--- START ---

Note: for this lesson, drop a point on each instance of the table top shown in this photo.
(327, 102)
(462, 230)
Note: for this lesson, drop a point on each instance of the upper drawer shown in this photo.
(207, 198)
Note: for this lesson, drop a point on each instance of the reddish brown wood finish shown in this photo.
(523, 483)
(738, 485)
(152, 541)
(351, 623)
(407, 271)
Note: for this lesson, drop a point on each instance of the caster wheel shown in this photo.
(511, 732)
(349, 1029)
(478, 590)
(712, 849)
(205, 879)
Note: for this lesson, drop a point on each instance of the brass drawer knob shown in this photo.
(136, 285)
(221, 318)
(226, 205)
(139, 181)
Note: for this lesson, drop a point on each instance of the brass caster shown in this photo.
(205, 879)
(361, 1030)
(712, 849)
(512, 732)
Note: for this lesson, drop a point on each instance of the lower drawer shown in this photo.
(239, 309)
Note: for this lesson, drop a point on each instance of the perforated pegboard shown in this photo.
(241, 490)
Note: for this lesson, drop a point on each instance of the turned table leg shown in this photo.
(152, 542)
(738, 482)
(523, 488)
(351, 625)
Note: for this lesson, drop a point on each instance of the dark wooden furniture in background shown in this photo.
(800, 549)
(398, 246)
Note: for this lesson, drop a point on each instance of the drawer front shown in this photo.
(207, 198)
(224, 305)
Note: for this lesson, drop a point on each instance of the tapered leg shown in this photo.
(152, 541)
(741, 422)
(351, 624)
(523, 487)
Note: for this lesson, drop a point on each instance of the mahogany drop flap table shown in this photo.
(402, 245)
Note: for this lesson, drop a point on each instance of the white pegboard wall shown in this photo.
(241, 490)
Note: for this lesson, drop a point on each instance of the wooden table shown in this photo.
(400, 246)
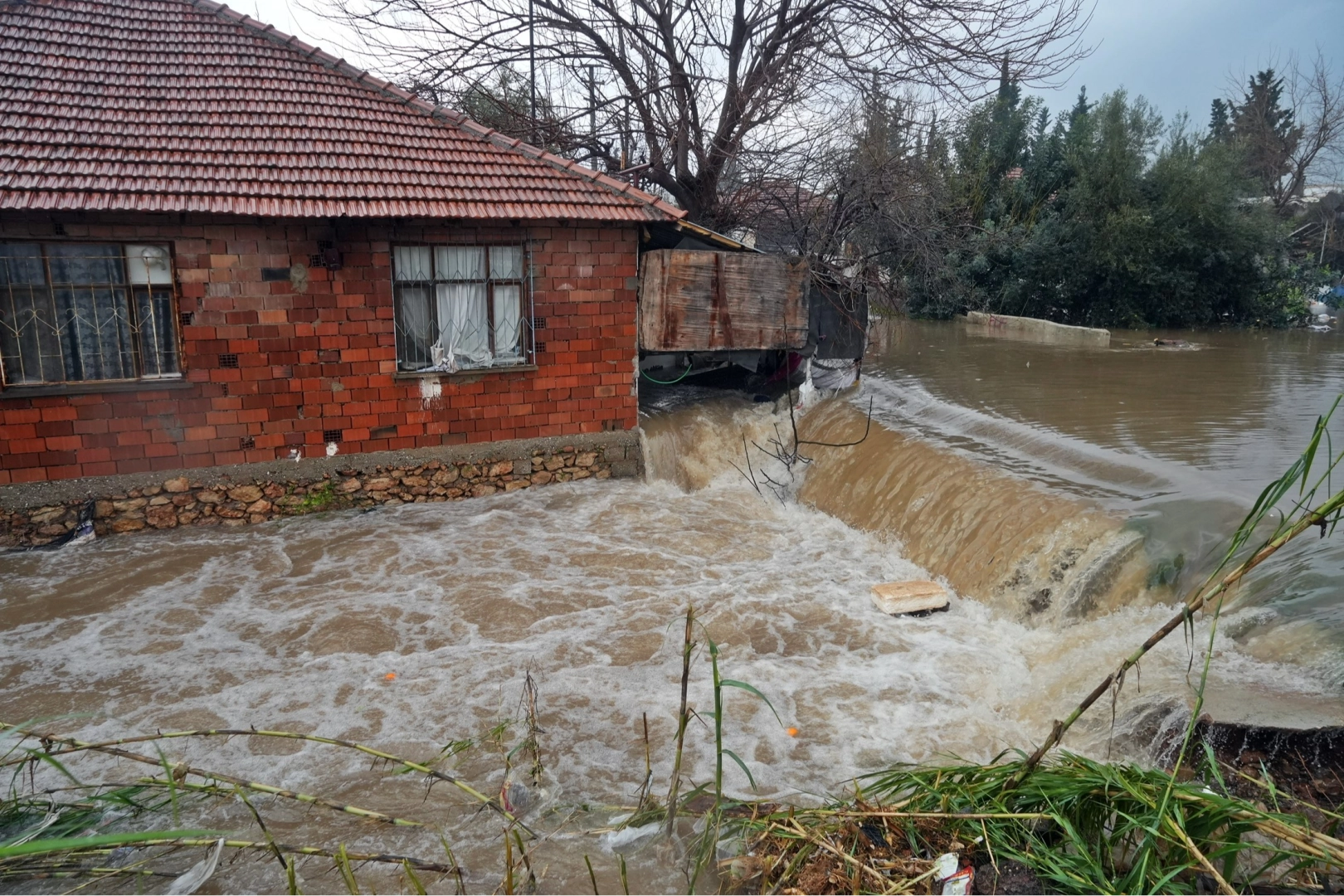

--- END ---

• [Exercise directions]
Rewrite the rows above from the line holding "pegboard shown in this photo." through the end of the rows, both ends included. Keep every request line, multiply each point coordinate by 0.55 and round to the nearest whole number with halves going up, and leave the pictures out.

• [Answer in full]
Note: for this lesson, drop a point on each instance of the perforated pegboard shown in this photo.
(133, 270)
Note: for this lesson, drop a point on each instance of the turned table leg shown in this photo.
(84, 298)
(406, 265)
(288, 268)
(193, 344)
Note: for this lesson, drop a point on each instance of the dark wooden furniture in background shown in this photo.
(440, 302)
(219, 135)
Note: for this lesson, drop a point on each instance of the drawer front shown in this photo.
(114, 109)
(123, 168)
Note: for this lesson, drop a point on each instance of the tapered leg shown in this photo.
(84, 298)
(408, 232)
(193, 343)
(288, 268)
Note: for this lesson, drop a point on each instance of the mahogany drop flap table shown in this photo.
(221, 135)
Note: for this lesson, drop a point on each instance of the white pegboard wall shown in this photo.
(133, 270)
Note: for this lesson, drop a point on each instance of the wooden table shown in this photo.
(220, 135)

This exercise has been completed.